* Start TEXT BLOCK *

I received, as a gift over the holiday bulbs of Lavander Mountain Lilies and Paperwhites.
My question(s) are: A) is it too late the plant in a container now? If not how do I do this properly? IE what soil is best and are there any special considerations I should be aware of, I know some bulbs need to be chilled before planting is this the case with these? If so how do I go about that, just stick them outside?

B) If it is too late and I have to wait until fall to plant them how do I store them until that time, I doubt sticking them in my file cabinet drawer is good for them? Someone told me to place them in the freezer until fall, but that did not sound right to me so anyone know?

Thanks in advance,
~C~
WeeNel
Ayrshire Scotland
United Kingdom

January 2, 2014
1:48 PM

Post #9738892

I would plant now, In Pots or containers with good quality compost, IF you get really cold weather (like freeze, keep the containers either in cool garage or out side in very sheltered area,
They will never last until next fall either in freezer (far too long time-wise and far too cold also) while inside in containers or in the garden where they are sheltered, you must keep an eye on them and water JUST enough to prevent them dying off, once you see green shoots it's time to offer a little more water and by spring they should be able to sit outside, give a feed and after flowering, leave the foliage to die down naturally as this feeds and gives nutrients back to the bulbs for next years flowering, it's at this stage you can plant out into the gardener for their final planting place, once planted out, IF you get ground freeze you just throw a few inches of leaf mould or compost to help act as a blanket will protect the bulbs oor lift them end of summer and store indoors.
Hope this helps you out and you enjoy your new plants.
Best Regards. WeeNel.
Cicca
Herndon, VA
(Zone 6b)

January 2, 2014
10:27 PM

Post #9739173

WeeNel,
I live in an apartment, would they be ok in a planter for a few years?
WeeNel
Ayrshire Scotland
United Kingdom

January 3, 2014
12:42 PM

Post #9739495

I would say YES, they should be fine with care and watering when required NOT just pour water on every day.
Make sure IF you plant to grow things in containers on a balcony you use saucers under the pots to prevent water soaking the folks under you and don't use too heavy soil either or you could create problems but having not seen your place maybe that's not an issue.

* End TEXT BLOCK *
* Start EXTRACTED ENTRIES *

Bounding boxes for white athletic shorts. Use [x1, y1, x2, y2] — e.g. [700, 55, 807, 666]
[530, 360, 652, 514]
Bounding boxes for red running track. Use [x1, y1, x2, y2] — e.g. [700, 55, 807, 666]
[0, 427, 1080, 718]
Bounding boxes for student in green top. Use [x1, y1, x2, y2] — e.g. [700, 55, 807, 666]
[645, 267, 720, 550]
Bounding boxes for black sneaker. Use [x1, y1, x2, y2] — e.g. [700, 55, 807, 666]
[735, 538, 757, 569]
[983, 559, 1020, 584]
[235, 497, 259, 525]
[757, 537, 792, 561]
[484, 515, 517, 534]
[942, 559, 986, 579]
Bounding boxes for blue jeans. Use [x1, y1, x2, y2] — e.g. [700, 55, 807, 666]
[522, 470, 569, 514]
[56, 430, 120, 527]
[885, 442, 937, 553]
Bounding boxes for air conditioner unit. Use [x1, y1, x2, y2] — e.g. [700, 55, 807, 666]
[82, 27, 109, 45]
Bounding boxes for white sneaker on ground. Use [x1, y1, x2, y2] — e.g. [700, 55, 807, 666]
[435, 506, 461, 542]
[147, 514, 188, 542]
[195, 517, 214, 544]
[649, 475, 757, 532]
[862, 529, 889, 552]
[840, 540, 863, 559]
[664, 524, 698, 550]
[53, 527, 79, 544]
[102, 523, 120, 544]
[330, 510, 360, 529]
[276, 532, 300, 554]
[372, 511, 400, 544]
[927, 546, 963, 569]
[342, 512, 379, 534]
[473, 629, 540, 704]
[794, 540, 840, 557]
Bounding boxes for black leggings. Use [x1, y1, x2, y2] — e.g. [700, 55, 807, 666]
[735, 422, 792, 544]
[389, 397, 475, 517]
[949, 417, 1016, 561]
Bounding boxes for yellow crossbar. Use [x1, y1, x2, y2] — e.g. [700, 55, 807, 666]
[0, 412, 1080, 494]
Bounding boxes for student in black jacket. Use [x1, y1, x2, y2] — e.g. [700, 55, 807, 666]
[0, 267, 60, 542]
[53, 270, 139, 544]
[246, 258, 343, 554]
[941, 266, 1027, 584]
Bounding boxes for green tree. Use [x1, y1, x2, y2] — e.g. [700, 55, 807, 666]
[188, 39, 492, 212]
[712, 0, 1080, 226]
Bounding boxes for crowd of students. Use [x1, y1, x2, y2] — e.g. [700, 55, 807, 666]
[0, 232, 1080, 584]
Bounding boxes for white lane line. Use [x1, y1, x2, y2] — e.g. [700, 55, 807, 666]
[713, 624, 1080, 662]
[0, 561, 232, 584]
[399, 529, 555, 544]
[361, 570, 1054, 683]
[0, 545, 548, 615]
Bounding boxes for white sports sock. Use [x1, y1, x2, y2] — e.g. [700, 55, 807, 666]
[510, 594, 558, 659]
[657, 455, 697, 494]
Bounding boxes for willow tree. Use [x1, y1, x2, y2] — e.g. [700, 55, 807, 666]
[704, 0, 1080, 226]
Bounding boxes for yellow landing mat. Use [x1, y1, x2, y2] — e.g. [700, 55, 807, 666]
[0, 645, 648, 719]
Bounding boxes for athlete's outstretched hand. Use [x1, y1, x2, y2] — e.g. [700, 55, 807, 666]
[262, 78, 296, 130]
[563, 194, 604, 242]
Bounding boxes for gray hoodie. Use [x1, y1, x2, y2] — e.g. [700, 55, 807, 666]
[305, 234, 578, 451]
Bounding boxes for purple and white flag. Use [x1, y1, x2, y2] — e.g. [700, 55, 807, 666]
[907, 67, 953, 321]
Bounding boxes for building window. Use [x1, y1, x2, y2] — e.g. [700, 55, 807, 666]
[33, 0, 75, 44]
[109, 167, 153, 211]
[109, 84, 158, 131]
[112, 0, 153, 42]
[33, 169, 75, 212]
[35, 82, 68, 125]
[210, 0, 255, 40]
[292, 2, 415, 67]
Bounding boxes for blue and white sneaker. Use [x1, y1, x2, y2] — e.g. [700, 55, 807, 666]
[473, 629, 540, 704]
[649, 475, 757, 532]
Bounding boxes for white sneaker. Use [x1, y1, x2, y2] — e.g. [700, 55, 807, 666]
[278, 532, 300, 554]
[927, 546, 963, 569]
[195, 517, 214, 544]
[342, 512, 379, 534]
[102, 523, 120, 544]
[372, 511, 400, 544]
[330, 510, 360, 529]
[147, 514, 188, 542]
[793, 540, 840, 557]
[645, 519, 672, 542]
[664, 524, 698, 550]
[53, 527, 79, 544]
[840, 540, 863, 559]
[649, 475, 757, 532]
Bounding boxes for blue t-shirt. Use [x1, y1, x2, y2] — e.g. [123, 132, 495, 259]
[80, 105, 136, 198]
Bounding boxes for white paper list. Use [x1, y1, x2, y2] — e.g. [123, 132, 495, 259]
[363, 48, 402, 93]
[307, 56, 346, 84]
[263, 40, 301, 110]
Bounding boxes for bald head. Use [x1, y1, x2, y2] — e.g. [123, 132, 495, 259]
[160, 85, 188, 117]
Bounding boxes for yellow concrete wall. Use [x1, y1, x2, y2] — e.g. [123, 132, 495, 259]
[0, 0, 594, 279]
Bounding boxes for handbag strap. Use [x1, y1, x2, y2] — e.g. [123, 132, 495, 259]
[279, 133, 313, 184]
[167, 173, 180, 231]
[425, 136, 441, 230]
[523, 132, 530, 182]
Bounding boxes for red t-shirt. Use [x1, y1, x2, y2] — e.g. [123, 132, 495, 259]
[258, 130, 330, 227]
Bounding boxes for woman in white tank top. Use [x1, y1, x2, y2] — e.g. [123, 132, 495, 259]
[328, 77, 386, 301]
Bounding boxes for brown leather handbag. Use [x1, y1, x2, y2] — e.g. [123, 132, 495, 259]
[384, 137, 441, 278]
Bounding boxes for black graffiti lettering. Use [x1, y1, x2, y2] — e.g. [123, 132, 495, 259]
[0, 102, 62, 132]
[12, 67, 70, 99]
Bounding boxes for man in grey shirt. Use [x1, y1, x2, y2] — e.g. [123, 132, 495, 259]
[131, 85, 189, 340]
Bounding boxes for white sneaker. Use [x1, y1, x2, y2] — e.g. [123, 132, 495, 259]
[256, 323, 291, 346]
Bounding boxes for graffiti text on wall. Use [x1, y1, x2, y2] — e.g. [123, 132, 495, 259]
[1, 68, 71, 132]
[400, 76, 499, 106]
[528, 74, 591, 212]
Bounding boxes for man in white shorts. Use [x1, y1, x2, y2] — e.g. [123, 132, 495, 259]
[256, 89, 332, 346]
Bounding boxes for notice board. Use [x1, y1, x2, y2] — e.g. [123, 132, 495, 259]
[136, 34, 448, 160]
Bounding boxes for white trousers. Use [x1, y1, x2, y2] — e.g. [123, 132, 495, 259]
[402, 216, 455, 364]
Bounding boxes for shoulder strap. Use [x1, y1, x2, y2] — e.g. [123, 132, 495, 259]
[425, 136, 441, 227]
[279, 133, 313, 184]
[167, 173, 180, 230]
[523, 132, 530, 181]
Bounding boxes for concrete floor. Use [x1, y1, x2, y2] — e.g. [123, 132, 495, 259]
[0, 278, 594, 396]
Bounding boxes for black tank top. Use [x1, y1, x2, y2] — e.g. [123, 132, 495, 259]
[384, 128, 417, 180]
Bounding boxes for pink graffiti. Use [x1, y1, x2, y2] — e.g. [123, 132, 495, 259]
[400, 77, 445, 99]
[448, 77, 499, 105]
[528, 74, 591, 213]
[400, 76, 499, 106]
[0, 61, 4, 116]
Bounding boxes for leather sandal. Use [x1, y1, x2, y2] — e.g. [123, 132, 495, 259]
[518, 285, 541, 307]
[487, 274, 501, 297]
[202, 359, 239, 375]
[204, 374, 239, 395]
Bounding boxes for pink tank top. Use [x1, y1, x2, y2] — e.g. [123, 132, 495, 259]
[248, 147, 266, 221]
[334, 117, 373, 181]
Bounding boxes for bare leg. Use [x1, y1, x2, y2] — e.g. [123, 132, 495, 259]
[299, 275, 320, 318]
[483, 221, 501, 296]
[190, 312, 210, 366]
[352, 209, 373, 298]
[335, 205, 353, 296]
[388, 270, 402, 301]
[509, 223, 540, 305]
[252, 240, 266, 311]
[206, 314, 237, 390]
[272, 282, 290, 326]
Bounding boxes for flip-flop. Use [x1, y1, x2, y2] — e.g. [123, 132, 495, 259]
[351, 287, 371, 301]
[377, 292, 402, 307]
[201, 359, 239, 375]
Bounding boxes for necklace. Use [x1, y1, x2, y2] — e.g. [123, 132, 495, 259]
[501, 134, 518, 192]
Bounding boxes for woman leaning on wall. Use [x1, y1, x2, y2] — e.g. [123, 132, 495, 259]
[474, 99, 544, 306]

* End EXTRACTED ENTRIES *

■ EXERCISES
**1.** Quote the stretch of the forum thread about planting gift bulbs from "January 3, 2014" through "not an issue.".
**2.** Reproduce the stretch of the records from the line containing "Bounding boxes for athlete's" through the line containing "[292, 2, 415, 67]", requests included. Multiply every bounding-box coordinate in the answers by 2.05 and round to whole numbers, rounding halves up, but leave the requests and their format samples unchanged.

■ ANSWERS FOR THE EXERCISE
**1.**
January 3, 2014
12:42 PM

Post #9739495

I would say YES, they should be fine with care and watering when required NOT just pour water on every day.
Make sure IF you plant to grow things in containers on a balcony you use saucers under the pots to prevent water soaking the folks under you and don't use too heavy soil either or you could create problems but having not seen your place maybe that's not an issue.

**2.**
Bounding boxes for athlete's outstretched hand. Use [x1, y1, x2, y2] — e.g. [700, 55, 807, 666]
[537, 160, 607, 267]
[1154, 398, 1238, 496]
Bounding boxes for gray hoodie. Use [x1, y1, x2, y2] — e.g. [700, 55, 807, 666]
[625, 480, 1185, 925]
Bounding boxes for purple and white flag. Use [x1, y1, x2, y2] — e.g. [700, 55, 807, 666]
[1859, 137, 1954, 658]
Bounding boxes for building window. Use [x1, y1, x2, y2] — e.g. [700, 55, 807, 666]
[68, 0, 154, 90]
[223, 342, 314, 433]
[223, 172, 324, 269]
[230, 0, 314, 86]
[68, 346, 154, 435]
[72, 168, 139, 256]
[431, 0, 523, 82]
[599, 4, 851, 137]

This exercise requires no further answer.